Textabschnitt.
Peter Laessig
· 09.03.2015
Sehr schiffig: Von Flevo Jachtbouw aus den Niederlanden kommt ein Stahlverdränger der besonderen Art – mit Platz und Komfort auch für Hochseetörns.
Flevo Ship Holland ist ein familiengeführtes Unternehmen aus den Niederlanden, dessen Spezialität die Konstruktion von maßgefertigten Yachten ist. Hohe Qualität und fachmännisches Können zeichnen die Werft aus, man orientiert sich stets an den neuesten und modernsten Entwicklungen. Es wird gemäß den Anforderungen von Lloyd’s Registers gearbeitet, der Klassifikationsgesellschaft schlechthin, die höchste Anforderungen an Bauweise und Konstruktion stellt. Flevo Jachtbouw besitzt langjährige Erfahrung im Bau von Megayachten im "Westentaschenformat".
Die Gebrüder Aart und Adriaan van Twillert sind die beiden Chefs von Flevo Ship Holland. Aart ist für das Wirtschaftliche zuständig und sein jüngerer Bruder Adriaan für das Technische. Aart hat eine über dreißigjährige und Adriaan über zwanzig Jahre Erfahrung im Bau von Motor- und Segelbooten aus Stahl. Bislang stehen 78 luxuriöse Yachten auf ihrer abgearbeiteten Auftragsliste.
Das erscheint nicht viel, aber bei Bootslängen bis 35 Meter sieht das wieder anders aus. Beider Hobby ist Bootfahren, aber ihre Berufung ist das Bauen. Ihr Anspruch ist es, sich mit Flevo Jachtbouw auch international einen Namen für den Bau von luxuriösen Booten zu machen. Das bedeutet auch, für einen Auftrag, der die Raummaße der Produktionshalle überschreitet, kurzerhand die Halle in Länge und Höhe anzupassen.
Kunden werden persönlich von der ersten Idee, über die gesamte Bauzeit hinweg, bis hin zur Einweisung auf dem fertigen Boot und darüber hinaus betreut. Unter anderem auch vom international bekannten Topdesigner Pieter Beeldsnijder.
Pieter arbeitet mit vielen namhaften Werften zusammen und ist gemeinsam mit seinem Team für den Entwurf und Bau von etwa 3000 Motor- und Segelyachten verantwortlich, die bis zu einer Länge von knapp 100 Meter messen. Einer der Werften, mit denen Pieter zusammenarbeitet, ist Flevo Jachtbouw, die auch "sein" eigenes Boot, die Bonker, gebaut hat.

Offene Aufgaben.
1. Nenne alle Personen, die im Text über die Werft Flevo Jachtbouw mit Namen vorkommen.
2. Schreibe den Text über die Werft Flevo Jachtbouw weiter, im Anschluss an seinen letzten Satz.

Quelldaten
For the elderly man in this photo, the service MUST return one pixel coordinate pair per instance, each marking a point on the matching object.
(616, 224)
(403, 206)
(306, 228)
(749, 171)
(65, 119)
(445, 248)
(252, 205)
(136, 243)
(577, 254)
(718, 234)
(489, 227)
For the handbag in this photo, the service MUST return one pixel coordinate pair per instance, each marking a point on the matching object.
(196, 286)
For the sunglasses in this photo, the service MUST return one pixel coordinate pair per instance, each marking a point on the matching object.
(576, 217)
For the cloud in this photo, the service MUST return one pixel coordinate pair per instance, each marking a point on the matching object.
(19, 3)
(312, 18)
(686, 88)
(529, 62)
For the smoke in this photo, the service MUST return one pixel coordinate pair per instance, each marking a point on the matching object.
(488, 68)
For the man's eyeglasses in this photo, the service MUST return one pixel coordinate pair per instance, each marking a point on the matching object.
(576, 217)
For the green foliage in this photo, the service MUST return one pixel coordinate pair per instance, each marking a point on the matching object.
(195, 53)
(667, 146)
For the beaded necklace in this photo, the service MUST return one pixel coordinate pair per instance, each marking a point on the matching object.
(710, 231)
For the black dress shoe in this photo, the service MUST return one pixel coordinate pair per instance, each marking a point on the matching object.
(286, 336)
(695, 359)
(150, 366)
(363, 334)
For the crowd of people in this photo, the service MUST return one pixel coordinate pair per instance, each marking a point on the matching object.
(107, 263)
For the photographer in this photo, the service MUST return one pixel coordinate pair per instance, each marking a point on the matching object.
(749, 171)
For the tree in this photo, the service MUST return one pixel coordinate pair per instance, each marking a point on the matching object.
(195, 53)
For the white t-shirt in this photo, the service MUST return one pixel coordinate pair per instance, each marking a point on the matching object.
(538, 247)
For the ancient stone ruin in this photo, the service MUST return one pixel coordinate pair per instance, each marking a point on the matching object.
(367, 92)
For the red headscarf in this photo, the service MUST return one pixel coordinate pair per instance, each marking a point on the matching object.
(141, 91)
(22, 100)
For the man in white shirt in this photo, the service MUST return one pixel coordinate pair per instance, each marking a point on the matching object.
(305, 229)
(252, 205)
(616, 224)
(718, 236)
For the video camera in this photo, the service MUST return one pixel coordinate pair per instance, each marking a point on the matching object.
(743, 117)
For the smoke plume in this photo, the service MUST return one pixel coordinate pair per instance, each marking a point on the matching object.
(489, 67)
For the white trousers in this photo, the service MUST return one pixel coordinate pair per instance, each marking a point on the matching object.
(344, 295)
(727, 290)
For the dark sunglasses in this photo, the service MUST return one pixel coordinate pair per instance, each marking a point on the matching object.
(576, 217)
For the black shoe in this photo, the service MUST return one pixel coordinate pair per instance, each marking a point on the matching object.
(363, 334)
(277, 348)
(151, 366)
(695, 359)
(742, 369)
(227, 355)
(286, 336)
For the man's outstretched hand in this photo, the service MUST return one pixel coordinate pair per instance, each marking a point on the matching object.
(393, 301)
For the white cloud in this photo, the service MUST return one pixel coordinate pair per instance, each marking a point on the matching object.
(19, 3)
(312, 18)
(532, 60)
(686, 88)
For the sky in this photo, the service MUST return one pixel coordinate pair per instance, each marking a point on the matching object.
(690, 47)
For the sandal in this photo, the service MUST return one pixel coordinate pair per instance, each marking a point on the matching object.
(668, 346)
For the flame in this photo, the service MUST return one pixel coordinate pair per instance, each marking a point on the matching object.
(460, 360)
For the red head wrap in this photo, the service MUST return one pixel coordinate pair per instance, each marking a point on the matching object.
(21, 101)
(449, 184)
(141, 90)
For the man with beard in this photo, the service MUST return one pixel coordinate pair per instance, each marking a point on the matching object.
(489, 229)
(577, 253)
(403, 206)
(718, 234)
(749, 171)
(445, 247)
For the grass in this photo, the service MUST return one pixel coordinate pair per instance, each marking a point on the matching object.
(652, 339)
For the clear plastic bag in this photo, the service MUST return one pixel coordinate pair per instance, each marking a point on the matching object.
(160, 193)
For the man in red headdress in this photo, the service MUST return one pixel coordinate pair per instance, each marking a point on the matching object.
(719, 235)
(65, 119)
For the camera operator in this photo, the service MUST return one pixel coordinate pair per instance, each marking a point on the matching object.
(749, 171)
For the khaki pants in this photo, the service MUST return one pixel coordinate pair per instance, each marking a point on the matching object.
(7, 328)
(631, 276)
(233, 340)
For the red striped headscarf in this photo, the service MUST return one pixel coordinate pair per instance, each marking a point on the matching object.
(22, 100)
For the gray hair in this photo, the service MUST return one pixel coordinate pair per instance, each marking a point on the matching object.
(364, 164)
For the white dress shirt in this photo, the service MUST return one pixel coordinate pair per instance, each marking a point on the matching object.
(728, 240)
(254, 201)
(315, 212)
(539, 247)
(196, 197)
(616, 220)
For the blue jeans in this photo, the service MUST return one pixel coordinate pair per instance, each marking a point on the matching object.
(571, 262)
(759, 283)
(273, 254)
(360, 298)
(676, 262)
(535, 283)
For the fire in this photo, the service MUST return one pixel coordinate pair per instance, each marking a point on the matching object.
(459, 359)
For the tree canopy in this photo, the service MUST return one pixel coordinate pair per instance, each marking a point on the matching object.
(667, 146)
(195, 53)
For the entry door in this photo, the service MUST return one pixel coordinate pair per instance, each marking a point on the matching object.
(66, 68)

Ergebnisse je Aufgabe.
1. Peter Laessig, Aart van Twillert, Adriaan van Twillert, Pieter Beeldsnijder

2.
Bonker ist von dem englischen Wort "bonkers" abgeleitet und kann mit "verrückt" oder "durchgekknallt sein"
übersetzt werden, was wunderbar zum quirligen und 76-jährigen Pieter passt. Dass sich ein Yachtarchitekt nicht mit einem Boot "von der Stange" zufrieden gibt, ist normal – zumal Pieter es gern etwas überdimensioniert liebt. Nach dem Motto "wennschon – dennschon" wurde eine Yacht gebaut, die den höchsten Standards entspricht und in bestmöglicher Perfektion. Und das beginnt schon mit der Dicke der Stahlplatten.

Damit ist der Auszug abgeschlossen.